WHAT THIS TASK INVOLVES:
Print all of the records below verbatim, leaving out the pictures.
++++++++++
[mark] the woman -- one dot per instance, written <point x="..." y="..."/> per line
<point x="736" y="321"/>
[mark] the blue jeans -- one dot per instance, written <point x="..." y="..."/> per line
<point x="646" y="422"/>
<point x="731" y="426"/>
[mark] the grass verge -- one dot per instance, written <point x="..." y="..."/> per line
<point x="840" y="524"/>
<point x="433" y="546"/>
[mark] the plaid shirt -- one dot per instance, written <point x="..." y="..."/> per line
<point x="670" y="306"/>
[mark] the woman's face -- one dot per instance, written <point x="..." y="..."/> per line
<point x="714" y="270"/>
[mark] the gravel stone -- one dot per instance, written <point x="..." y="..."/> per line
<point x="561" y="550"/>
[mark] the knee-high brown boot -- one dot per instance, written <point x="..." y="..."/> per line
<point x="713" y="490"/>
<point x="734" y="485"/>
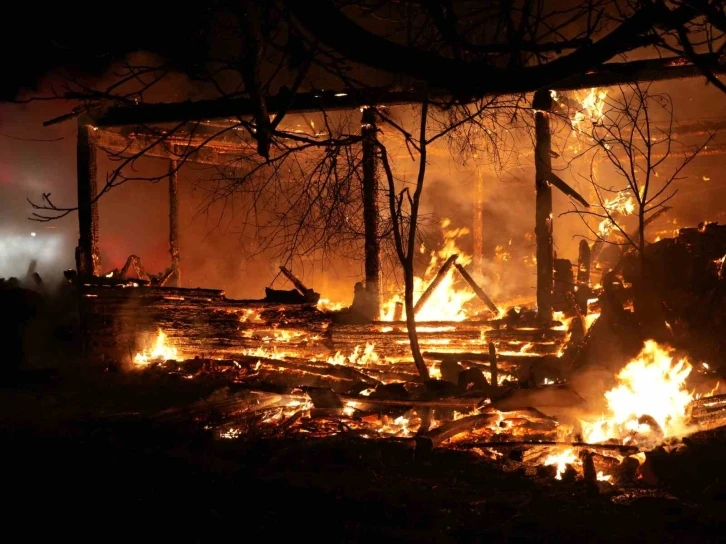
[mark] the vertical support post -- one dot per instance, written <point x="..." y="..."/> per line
<point x="478" y="227"/>
<point x="174" y="220"/>
<point x="493" y="364"/>
<point x="371" y="212"/>
<point x="542" y="105"/>
<point x="88" y="261"/>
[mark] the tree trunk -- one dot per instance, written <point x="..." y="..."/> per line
<point x="543" y="217"/>
<point x="371" y="213"/>
<point x="478" y="226"/>
<point x="88" y="261"/>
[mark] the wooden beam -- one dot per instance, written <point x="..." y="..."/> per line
<point x="558" y="182"/>
<point x="615" y="73"/>
<point x="113" y="142"/>
<point x="88" y="262"/>
<point x="174" y="220"/>
<point x="542" y="105"/>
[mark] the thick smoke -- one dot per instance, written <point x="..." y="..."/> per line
<point x="134" y="220"/>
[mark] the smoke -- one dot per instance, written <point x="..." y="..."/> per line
<point x="134" y="217"/>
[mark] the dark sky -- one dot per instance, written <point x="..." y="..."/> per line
<point x="86" y="36"/>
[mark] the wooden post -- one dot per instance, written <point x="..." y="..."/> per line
<point x="478" y="226"/>
<point x="174" y="220"/>
<point x="478" y="290"/>
<point x="371" y="212"/>
<point x="88" y="262"/>
<point x="542" y="104"/>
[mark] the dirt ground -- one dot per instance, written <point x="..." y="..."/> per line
<point x="83" y="460"/>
++++++++++
SOLUTION BELOW:
[mark] the woman -- one dot per instance, written <point x="..." y="..."/> per line
<point x="736" y="321"/>
[mark] the blue jeans -- one dot per instance, written <point x="..." y="..."/> per line
<point x="646" y="422"/>
<point x="731" y="426"/>
[mark] the grass verge -- one dot per instance, written <point x="..." y="..."/> per line
<point x="840" y="524"/>
<point x="433" y="546"/>
[mark] the plaid shirt -- one dot per instance, written <point x="..." y="..."/> per line
<point x="670" y="306"/>
[mark] the woman's face -- one dot per instance, written <point x="..." y="..."/> per line
<point x="714" y="270"/>
[mark] the gravel stone -- one dot per instance, written <point x="..." y="..."/> per line
<point x="561" y="550"/>
[mark] the knee-high brown boot -- one dot per instance, written <point x="..." y="..."/> per line
<point x="713" y="490"/>
<point x="734" y="485"/>
[mark] the vertical support post -- one dot per instance, written <point x="..." y="..."/> per line
<point x="478" y="227"/>
<point x="174" y="220"/>
<point x="493" y="364"/>
<point x="371" y="212"/>
<point x="542" y="105"/>
<point x="88" y="261"/>
[mark] the tree trunk -- one dot per instance, written <point x="..." y="..."/> per line
<point x="543" y="217"/>
<point x="371" y="213"/>
<point x="478" y="226"/>
<point x="88" y="261"/>
[mark] the wooden beam -- one dot per instance, written <point x="..." y="..."/> per line
<point x="558" y="182"/>
<point x="615" y="73"/>
<point x="113" y="142"/>
<point x="88" y="262"/>
<point x="174" y="220"/>
<point x="542" y="105"/>
[mark] the thick smoke -- one dot per instance, written <point x="..." y="..."/> per line
<point x="134" y="220"/>
[mark] the smoke -- one dot per instance, written <point x="..." y="..."/> per line
<point x="134" y="217"/>
[mark] the dark sky -- one dot per instance, written <point x="..." y="..."/> per line
<point x="86" y="36"/>
[mark] the wooden post -- one dot per instance, written <point x="..." y="..."/> per line
<point x="478" y="226"/>
<point x="174" y="220"/>
<point x="478" y="290"/>
<point x="371" y="212"/>
<point x="88" y="262"/>
<point x="542" y="104"/>
[mark] the dirt ground -- one dot per instance, written <point x="..." y="..."/> per line
<point x="83" y="460"/>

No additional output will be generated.